BEGIN

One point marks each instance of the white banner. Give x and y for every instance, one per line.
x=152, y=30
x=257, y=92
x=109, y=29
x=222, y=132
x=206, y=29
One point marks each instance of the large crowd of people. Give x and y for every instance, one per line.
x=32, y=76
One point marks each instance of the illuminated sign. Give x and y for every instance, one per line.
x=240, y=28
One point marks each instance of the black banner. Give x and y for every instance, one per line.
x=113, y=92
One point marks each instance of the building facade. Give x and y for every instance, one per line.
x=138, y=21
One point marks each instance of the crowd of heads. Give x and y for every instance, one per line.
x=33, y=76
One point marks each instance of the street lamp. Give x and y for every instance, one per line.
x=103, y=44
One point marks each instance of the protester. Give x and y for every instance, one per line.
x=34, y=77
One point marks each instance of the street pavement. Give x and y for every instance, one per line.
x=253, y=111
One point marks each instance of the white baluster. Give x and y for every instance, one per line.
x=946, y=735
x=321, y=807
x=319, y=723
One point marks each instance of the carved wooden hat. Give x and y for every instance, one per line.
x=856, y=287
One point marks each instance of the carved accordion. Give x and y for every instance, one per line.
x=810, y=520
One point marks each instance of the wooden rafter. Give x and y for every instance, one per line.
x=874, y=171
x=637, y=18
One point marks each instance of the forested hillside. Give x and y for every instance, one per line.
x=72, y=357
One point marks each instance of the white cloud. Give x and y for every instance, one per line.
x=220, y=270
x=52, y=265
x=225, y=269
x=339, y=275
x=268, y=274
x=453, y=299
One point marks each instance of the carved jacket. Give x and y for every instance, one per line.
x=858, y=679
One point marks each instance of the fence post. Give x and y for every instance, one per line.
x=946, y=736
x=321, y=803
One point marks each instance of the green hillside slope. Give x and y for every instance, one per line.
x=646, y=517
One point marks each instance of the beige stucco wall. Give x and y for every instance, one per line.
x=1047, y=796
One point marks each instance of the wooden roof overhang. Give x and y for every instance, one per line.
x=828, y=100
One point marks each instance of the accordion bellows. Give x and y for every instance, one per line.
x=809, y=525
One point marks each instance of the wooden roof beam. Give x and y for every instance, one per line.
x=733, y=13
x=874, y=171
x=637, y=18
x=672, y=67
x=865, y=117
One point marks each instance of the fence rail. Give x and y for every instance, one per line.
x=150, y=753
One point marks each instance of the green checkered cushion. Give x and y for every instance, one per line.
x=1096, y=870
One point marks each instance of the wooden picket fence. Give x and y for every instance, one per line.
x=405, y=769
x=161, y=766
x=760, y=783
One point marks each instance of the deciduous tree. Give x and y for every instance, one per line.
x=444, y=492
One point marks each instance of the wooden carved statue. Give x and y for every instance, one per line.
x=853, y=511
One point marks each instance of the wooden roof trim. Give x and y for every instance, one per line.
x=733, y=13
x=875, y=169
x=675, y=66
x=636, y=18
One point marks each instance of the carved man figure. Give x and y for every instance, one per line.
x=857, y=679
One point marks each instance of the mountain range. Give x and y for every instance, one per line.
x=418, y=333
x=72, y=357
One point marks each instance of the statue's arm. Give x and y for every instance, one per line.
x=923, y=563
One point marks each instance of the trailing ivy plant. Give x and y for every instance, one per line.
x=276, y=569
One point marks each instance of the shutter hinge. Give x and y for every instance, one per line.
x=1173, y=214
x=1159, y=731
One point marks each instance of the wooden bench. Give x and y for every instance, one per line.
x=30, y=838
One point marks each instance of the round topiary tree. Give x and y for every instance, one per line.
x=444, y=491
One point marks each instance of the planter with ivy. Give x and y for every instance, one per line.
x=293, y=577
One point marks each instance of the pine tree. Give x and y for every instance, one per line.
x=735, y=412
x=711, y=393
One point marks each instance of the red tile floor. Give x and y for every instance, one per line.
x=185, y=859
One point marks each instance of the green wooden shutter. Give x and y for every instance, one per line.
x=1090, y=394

END

* **What is expected**:
Word for word, retype all of the entries above.

* **Written reply**:
One point marks each instance of the white banner. Give x and y for every instance, one per line.
x=152, y=30
x=257, y=92
x=109, y=29
x=222, y=132
x=206, y=29
One point marks each instance of the large crowd of people. Give x and y for every instance, one per line.
x=32, y=76
One point marks each instance of the illuminated sign. Give x and y for every instance, one per line.
x=240, y=28
One point marks each instance of the black banner. Give x and y for every instance, one per line.
x=113, y=92
One point marks each instance of the building facade. Give x and y for every instance, one per line.
x=138, y=21
One point marks each instance of the crowd of heads. Give x and y for every instance, one per line.
x=33, y=76
One point marks each instance of the street lamp. Give x and y for every instance, one per line.
x=103, y=44
One point marks each instance of the protester. Give x and y for every instance, one per line.
x=34, y=77
One point marks each instance of the street pavement. Give x and y for every instance, one per line.
x=253, y=111
One point marks each instance of the white baluster. Give x and y for every instance, one per line.
x=946, y=735
x=321, y=807
x=319, y=723
One point marks each instance of the carved wooden hat. Give x and y for every instance, one per line.
x=856, y=287
One point marks each instance of the carved accordion. Give x and y for every instance, one per line.
x=810, y=520
One point marks each instance of the wooden rafter. Give x and y for every instance, one per line.
x=874, y=171
x=637, y=18
One point marks each instance of the forested hillside. Give x and y for every instance, one per line.
x=72, y=357
One point marks each instance of the white cloud. Give x and y for every instance, one per line.
x=220, y=270
x=52, y=265
x=225, y=269
x=339, y=275
x=268, y=274
x=453, y=299
One point marks each instance of the carved jacket. Give x and y for every instance, one per line.
x=858, y=679
One point marks each instance of the fence post. Give x and y for every instance, one per line.
x=946, y=736
x=321, y=803
One point marks each instance of the green hillside slope. Give x and y for every instance, one per line.
x=646, y=517
One point marks each instance of the beige stucco wall. Give x and y for every instance, one per line.
x=1047, y=796
One point marks each instance of the wooden roof overhang. Give x and y for every instance, one per line.
x=828, y=100
One point marks each instance of the accordion bellows. Give x and y for every instance, one per line.
x=809, y=525
One point marks each instance of the wooden roof beam. Give x and y for every instance, one per line.
x=733, y=13
x=874, y=171
x=637, y=18
x=672, y=67
x=865, y=117
One point marks each instance of the fence rail. Give x and y for every instance, one per line.
x=150, y=753
One point marks each instance of the green checkered cushion. Give x and y for every instance, one per line.
x=1096, y=870
One point marks each instance of the wooden picket fence. Give x and y for every instance, one per line.
x=405, y=769
x=161, y=766
x=760, y=783
One point marks each instance of the deciduous tree. Give x and y for every instance, one per line.
x=444, y=492
One point marks each instance of the wooden carved statue. Give x and y for every instance, one per line.
x=853, y=511
One point marks each instance of the wooden roof trim. Give x and y for every instance, one per line.
x=733, y=13
x=875, y=169
x=675, y=66
x=636, y=18
One point marks each instance of the carved man figure. Give x and y for every instance, one per line.
x=857, y=679
One point marks each instance of the mountain range. Give x and y for every instance, one per line.
x=418, y=333
x=72, y=357
One point marks each instance of the statue's arm. Give x and y for every instance, one per line.
x=923, y=563
One point marks each instance of the trailing ivy plant. Give x and y for every instance, one per line.
x=276, y=569
One point marks each instance of the shutter hinge. Give x and y for every instance, one per line.
x=1173, y=214
x=1159, y=731
One point marks each instance of the wooden bench. Give x and y for every instance, one per line.
x=30, y=838
One point marks each instance of the round topiary tree. Give x and y for every instance, one per line.
x=444, y=491
One point marks each instance of the planter with ivy. Give x and y for every instance, one per line.
x=293, y=577
One point marks each instance of the pine tree. Give x and y for every instance, one per line.
x=735, y=412
x=711, y=393
One point marks each instance of the red tile floor. Give x and y for every instance, one per line.
x=185, y=859
One point marks each instance of the green wooden shutter. Give x and y for every instance, one per line.
x=1090, y=394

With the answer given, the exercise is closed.